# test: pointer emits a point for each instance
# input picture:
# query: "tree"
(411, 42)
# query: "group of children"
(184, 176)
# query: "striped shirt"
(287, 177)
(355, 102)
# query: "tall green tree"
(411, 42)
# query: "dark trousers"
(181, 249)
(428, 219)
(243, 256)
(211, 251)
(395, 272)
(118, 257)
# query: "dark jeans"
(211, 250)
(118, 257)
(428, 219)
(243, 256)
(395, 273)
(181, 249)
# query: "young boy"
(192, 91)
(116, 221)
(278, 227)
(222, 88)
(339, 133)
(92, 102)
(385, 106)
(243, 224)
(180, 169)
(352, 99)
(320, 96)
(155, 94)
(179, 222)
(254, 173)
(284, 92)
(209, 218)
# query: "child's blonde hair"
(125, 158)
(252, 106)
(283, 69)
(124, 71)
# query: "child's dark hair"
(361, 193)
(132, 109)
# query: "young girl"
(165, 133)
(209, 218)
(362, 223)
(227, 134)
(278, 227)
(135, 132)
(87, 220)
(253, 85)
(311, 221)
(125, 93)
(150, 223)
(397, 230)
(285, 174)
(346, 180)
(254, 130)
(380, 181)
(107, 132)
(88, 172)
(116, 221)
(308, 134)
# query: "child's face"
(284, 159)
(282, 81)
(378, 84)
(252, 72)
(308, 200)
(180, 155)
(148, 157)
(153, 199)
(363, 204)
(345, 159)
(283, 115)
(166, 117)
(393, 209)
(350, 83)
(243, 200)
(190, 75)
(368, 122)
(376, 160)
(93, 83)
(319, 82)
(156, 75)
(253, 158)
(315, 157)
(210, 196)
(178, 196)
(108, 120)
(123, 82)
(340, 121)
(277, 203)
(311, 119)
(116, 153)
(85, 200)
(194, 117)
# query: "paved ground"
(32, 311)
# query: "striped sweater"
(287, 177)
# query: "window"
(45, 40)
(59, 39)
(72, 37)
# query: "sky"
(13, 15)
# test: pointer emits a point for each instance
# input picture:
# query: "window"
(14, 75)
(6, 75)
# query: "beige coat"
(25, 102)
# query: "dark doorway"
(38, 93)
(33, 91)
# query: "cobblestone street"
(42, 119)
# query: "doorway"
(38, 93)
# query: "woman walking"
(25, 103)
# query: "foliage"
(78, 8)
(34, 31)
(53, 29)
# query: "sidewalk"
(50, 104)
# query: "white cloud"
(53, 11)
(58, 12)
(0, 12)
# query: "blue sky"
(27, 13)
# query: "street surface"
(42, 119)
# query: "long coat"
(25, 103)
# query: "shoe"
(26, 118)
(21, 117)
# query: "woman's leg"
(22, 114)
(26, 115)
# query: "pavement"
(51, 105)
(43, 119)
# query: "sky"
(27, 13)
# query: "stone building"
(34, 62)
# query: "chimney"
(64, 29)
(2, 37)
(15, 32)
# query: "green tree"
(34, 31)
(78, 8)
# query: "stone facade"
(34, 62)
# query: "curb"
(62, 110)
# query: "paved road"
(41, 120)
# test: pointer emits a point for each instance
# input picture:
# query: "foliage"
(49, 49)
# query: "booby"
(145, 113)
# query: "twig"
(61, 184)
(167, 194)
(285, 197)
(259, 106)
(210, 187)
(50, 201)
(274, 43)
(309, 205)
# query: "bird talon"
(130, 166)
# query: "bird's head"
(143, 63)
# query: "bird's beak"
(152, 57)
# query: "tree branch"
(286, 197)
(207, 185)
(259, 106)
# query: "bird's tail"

· · · · ·

* [Task statement]: What this task asks for is an exact copy of the material above.

* [Task response]:
# test: pointer emits a point for each instance
# input picture:
# query: "tree"
(411, 42)
# query: "group of children"
(184, 176)
# query: "striped shirt"
(287, 177)
(355, 102)
# query: "tall green tree"
(411, 42)
# query: "dark trousers"
(181, 249)
(428, 219)
(243, 256)
(211, 251)
(395, 272)
(118, 257)
# query: "dark jeans"
(211, 250)
(118, 257)
(428, 219)
(243, 256)
(395, 273)
(181, 249)
# query: "young boy"
(192, 91)
(116, 221)
(278, 227)
(222, 88)
(339, 133)
(92, 102)
(385, 106)
(243, 224)
(180, 169)
(352, 99)
(320, 96)
(155, 94)
(179, 222)
(254, 173)
(284, 92)
(209, 218)
# query: "child's blonde hair"
(125, 158)
(252, 106)
(283, 69)
(124, 71)
# query: "child's dark hair"
(361, 193)
(132, 109)
# query: "young girl"
(165, 133)
(209, 218)
(362, 223)
(227, 134)
(278, 227)
(135, 132)
(87, 220)
(253, 85)
(311, 221)
(125, 93)
(150, 223)
(397, 230)
(285, 174)
(346, 180)
(254, 130)
(380, 181)
(107, 132)
(88, 172)
(116, 221)
(308, 134)
# query: "child's face"
(284, 159)
(282, 81)
(378, 84)
(252, 72)
(308, 200)
(180, 155)
(148, 157)
(153, 199)
(363, 204)
(345, 159)
(283, 115)
(166, 117)
(393, 209)
(350, 83)
(243, 200)
(190, 75)
(368, 122)
(376, 160)
(93, 83)
(319, 82)
(156, 75)
(253, 158)
(315, 157)
(210, 196)
(178, 196)
(108, 120)
(123, 82)
(340, 121)
(277, 203)
(311, 119)
(116, 153)
(85, 200)
(194, 117)
# query: "paved ground"
(32, 311)
# query: "striped sweater"
(287, 177)
# query: "window"
(45, 40)
(59, 39)
(72, 37)
# query: "sky"
(13, 15)
# test: pointer emits a point for each instance
# input picture:
# query: "window"
(14, 75)
(6, 75)
# query: "beige coat"
(25, 102)
# query: "dark doorway"
(38, 93)
(33, 91)
# query: "cobblestone street"
(42, 119)
# query: "doorway"
(38, 93)
# query: "woman walking"
(25, 103)
# query: "foliage"
(78, 8)
(34, 31)
(53, 29)
# query: "sidewalk"
(50, 104)
# query: "white cloud"
(53, 11)
(58, 12)
(0, 12)
# query: "blue sky"
(27, 13)
# query: "street surface"
(42, 119)
# query: "long coat"
(25, 103)
# query: "shoe"
(26, 118)
(21, 117)
# query: "woman's leg"
(22, 114)
(26, 115)
# query: "pavement"
(51, 105)
(43, 119)
# query: "sky"
(27, 13)
# query: "stone building"
(34, 62)
# query: "chimney"
(64, 29)
(2, 37)
(15, 32)
# query: "green tree"
(34, 31)
(78, 8)
# query: "stone facade"
(34, 62)
# query: "curb"
(62, 110)
# query: "paved road"
(41, 120)
# test: pointer emits a point for each instance
# input picture:
# query: "foliage"
(49, 49)
# query: "booby"
(145, 113)
# query: "twig"
(61, 184)
(167, 194)
(285, 197)
(259, 106)
(210, 187)
(50, 201)
(274, 43)
(309, 205)
# query: "bird talon"
(130, 166)
# query: "bird's head"
(143, 63)
# query: "bird's beak"
(152, 57)
# query: "tree branch"
(286, 197)
(207, 185)
(259, 106)
# query: "bird's tail"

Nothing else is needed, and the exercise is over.